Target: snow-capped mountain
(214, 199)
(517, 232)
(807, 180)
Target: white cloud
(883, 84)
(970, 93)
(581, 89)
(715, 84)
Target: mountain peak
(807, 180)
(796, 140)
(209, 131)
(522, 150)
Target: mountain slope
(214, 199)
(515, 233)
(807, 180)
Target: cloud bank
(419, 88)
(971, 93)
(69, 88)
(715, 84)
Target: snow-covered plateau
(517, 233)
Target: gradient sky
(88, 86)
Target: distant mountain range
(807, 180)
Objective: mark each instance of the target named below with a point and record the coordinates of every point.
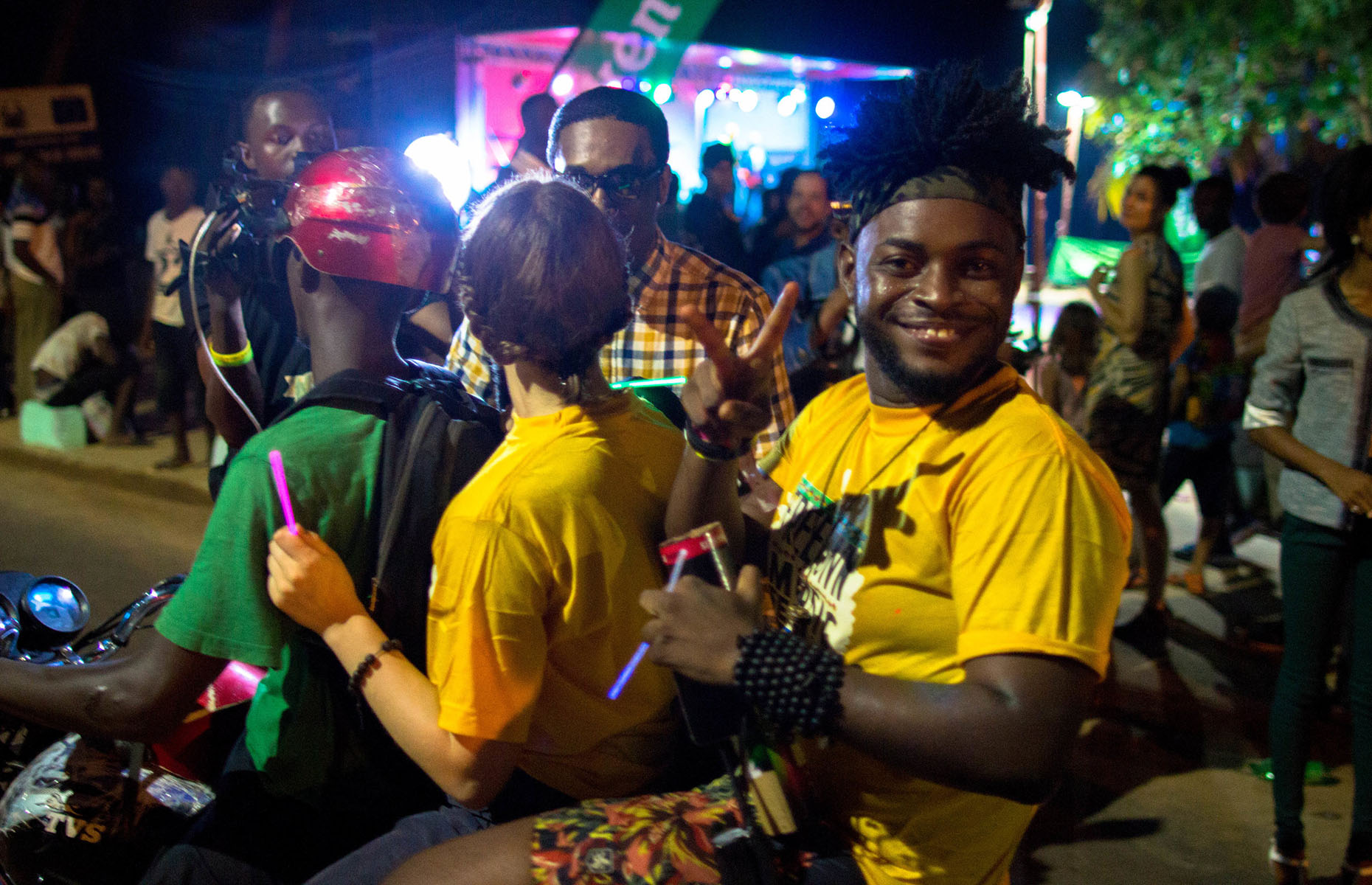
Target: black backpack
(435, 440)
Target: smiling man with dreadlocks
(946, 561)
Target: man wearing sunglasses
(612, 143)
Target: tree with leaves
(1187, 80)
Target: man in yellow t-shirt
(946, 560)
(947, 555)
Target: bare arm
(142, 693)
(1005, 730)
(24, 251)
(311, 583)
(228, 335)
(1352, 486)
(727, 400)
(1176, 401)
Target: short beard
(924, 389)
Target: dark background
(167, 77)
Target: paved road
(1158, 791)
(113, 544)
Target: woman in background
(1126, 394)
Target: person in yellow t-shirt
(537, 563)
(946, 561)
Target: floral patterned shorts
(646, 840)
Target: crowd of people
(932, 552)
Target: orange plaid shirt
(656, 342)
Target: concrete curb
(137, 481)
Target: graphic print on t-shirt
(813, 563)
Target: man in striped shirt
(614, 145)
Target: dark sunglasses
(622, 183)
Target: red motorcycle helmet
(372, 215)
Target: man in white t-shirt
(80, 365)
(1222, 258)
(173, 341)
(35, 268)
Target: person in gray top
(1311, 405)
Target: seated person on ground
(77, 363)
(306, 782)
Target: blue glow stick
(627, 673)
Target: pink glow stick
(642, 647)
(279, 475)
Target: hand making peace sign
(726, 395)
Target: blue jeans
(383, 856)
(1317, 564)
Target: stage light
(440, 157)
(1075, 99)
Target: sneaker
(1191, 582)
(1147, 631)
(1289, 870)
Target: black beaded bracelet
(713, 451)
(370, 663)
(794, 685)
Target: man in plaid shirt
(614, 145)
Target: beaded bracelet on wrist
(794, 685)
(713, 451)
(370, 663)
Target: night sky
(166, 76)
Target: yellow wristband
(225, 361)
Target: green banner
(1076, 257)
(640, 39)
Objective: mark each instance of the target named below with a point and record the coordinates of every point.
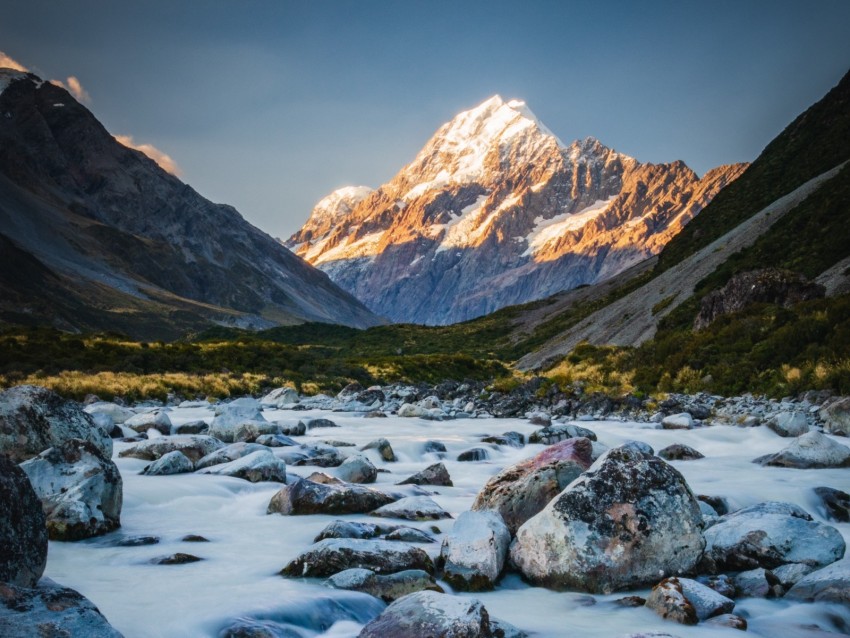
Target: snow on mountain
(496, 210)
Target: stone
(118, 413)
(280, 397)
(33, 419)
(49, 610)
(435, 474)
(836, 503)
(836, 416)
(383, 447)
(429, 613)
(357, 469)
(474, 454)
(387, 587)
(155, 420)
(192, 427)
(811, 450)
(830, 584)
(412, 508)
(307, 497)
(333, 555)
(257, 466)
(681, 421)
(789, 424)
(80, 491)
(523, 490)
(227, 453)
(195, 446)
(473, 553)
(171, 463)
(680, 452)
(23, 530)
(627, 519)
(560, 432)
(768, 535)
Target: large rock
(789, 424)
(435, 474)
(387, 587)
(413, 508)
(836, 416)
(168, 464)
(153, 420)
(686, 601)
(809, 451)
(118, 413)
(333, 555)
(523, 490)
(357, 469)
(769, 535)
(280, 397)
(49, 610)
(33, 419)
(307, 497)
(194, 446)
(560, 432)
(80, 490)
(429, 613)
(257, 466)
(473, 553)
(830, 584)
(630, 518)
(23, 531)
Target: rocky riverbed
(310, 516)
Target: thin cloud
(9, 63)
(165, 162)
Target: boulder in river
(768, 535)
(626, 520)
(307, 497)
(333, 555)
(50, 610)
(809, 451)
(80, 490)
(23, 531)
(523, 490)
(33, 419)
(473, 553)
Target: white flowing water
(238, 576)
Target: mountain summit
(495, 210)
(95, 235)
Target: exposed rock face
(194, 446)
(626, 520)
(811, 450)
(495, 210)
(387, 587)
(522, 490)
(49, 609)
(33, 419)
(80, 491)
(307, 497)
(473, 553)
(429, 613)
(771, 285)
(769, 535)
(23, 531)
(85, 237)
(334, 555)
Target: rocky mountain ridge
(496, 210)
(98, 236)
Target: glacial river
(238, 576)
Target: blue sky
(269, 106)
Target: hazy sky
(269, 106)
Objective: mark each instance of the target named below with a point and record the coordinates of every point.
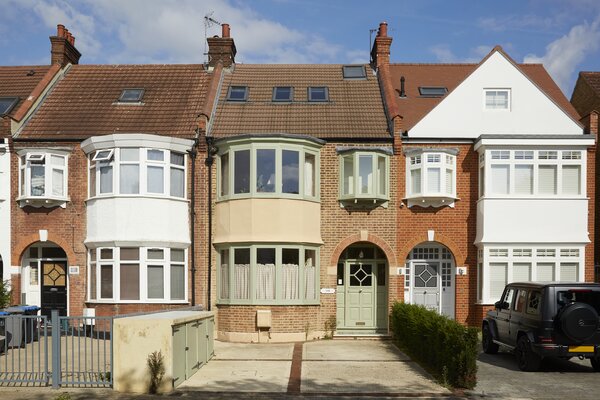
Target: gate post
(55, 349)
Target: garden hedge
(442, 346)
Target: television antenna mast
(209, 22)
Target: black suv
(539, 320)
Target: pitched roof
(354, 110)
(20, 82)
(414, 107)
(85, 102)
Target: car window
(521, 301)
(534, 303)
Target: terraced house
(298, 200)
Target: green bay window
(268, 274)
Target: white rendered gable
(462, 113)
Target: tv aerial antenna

**WHAT YOU WILL DO**:
Could you restate every record above word for word, dropping the pictures?

**ANSWER AREA**:
Target: snow-capped mountain
(214, 199)
(517, 232)
(807, 180)
Target: white cloud
(883, 84)
(970, 93)
(581, 89)
(715, 84)
Target: mountain peak
(807, 180)
(796, 140)
(209, 131)
(522, 150)
Target: mountain slope
(214, 199)
(515, 233)
(807, 180)
Target: cloud bank
(419, 88)
(971, 93)
(69, 88)
(715, 84)
Target: snow-covered plateau
(517, 233)
Target: gradient sky
(88, 86)
Target: distant mountain range
(807, 180)
Objective: mark each instance of the target named below with a point and record the coordinates of every point.
Target: black backpack
(435, 440)
Target: smiling man with dreadlocks
(946, 561)
Target: man wearing sunglasses
(612, 143)
Target: tree with leaves
(1187, 80)
Target: man in yellow t-shirt
(946, 560)
(947, 555)
Target: bare arm
(142, 693)
(1005, 730)
(24, 251)
(311, 583)
(228, 335)
(1352, 486)
(727, 400)
(1176, 401)
Target: short beard
(924, 389)
Target: dark background
(167, 77)
Target: paved road
(1158, 791)
(113, 544)
Target: woman in background
(1126, 394)
Target: person in yellow t-shirt
(537, 563)
(946, 561)
Target: floral patterned shorts
(646, 840)
Target: crowd of people
(932, 552)
Target: orange plaid shirt
(656, 342)
Target: concrete curb
(137, 481)
Target: graphic print on t-shirt
(813, 563)
Target: man in striped shirt
(614, 145)
Target: dark sunglasses
(622, 183)
Target: red motorcycle helmet
(372, 215)
Target: man in white t-shirt
(80, 365)
(1222, 258)
(173, 341)
(35, 268)
Target: person in gray top
(1311, 405)
Target: seated person on ground
(77, 363)
(306, 782)
Target: blue glow stick
(627, 673)
Target: pink glow stick
(642, 647)
(279, 475)
Target: hand making peace sign
(726, 395)
Target: blue jeans
(383, 856)
(1317, 564)
Target: stage light
(440, 157)
(1075, 99)
Target: sneaker
(1191, 582)
(1147, 631)
(1289, 870)
Target: black beaded bracelet
(713, 451)
(370, 663)
(794, 685)
Target: man in plaid shirt
(614, 145)
Target: beaded bracelet on wrist
(794, 685)
(713, 451)
(370, 663)
Target: night sky
(166, 76)
Target: yellow wristband
(225, 361)
Target: green banner
(1076, 257)
(640, 39)
Objective: mark each instance of the target named below with a point and record the coordinates of every point.
Target: snow on mountain
(496, 210)
Target: stone
(118, 413)
(280, 397)
(33, 419)
(49, 610)
(435, 474)
(836, 503)
(836, 416)
(383, 447)
(429, 613)
(357, 469)
(474, 454)
(387, 587)
(155, 420)
(192, 427)
(811, 450)
(830, 584)
(412, 508)
(307, 497)
(333, 555)
(257, 466)
(681, 421)
(789, 424)
(80, 491)
(523, 490)
(227, 453)
(195, 446)
(473, 553)
(171, 463)
(680, 452)
(23, 530)
(627, 519)
(560, 432)
(768, 535)
Target: large rock
(789, 424)
(435, 474)
(387, 587)
(413, 508)
(836, 416)
(168, 464)
(153, 420)
(686, 601)
(809, 451)
(118, 413)
(333, 555)
(523, 490)
(357, 469)
(769, 535)
(280, 397)
(49, 610)
(33, 419)
(307, 497)
(194, 446)
(560, 432)
(80, 490)
(429, 613)
(257, 466)
(473, 553)
(830, 584)
(630, 518)
(23, 531)
Target: rocky riverbed
(310, 516)
Target: thin cloud
(9, 63)
(165, 162)
Target: boulder in river
(768, 535)
(626, 520)
(307, 497)
(333, 555)
(50, 610)
(809, 451)
(80, 490)
(23, 531)
(523, 490)
(33, 419)
(473, 553)
Target: white flowing water
(238, 576)
Target: mountain summit
(495, 210)
(95, 235)
Target: exposed rock face
(194, 446)
(626, 520)
(811, 450)
(495, 210)
(387, 587)
(522, 490)
(49, 609)
(33, 419)
(80, 491)
(307, 497)
(473, 553)
(429, 613)
(771, 285)
(769, 535)
(23, 531)
(85, 237)
(334, 555)
Target: rocky mountain ridge
(496, 210)
(98, 236)
Target: glacial river
(238, 576)
Target: blue sky
(269, 106)
Target: hazy sky
(269, 106)
Objective: mark each instance of the target named below with a point and record the coordinates of every point.
Target: gate post
(55, 349)
Target: garden hedge
(442, 346)
Target: television antenna mast
(209, 22)
Target: black suv
(539, 320)
Target: pitched roof
(354, 110)
(20, 82)
(414, 107)
(85, 102)
Target: car window
(521, 301)
(534, 303)
Target: terraced house
(298, 200)
Target: green bay window
(268, 274)
Target: white rendered gable
(462, 113)
Target: tv aerial antenna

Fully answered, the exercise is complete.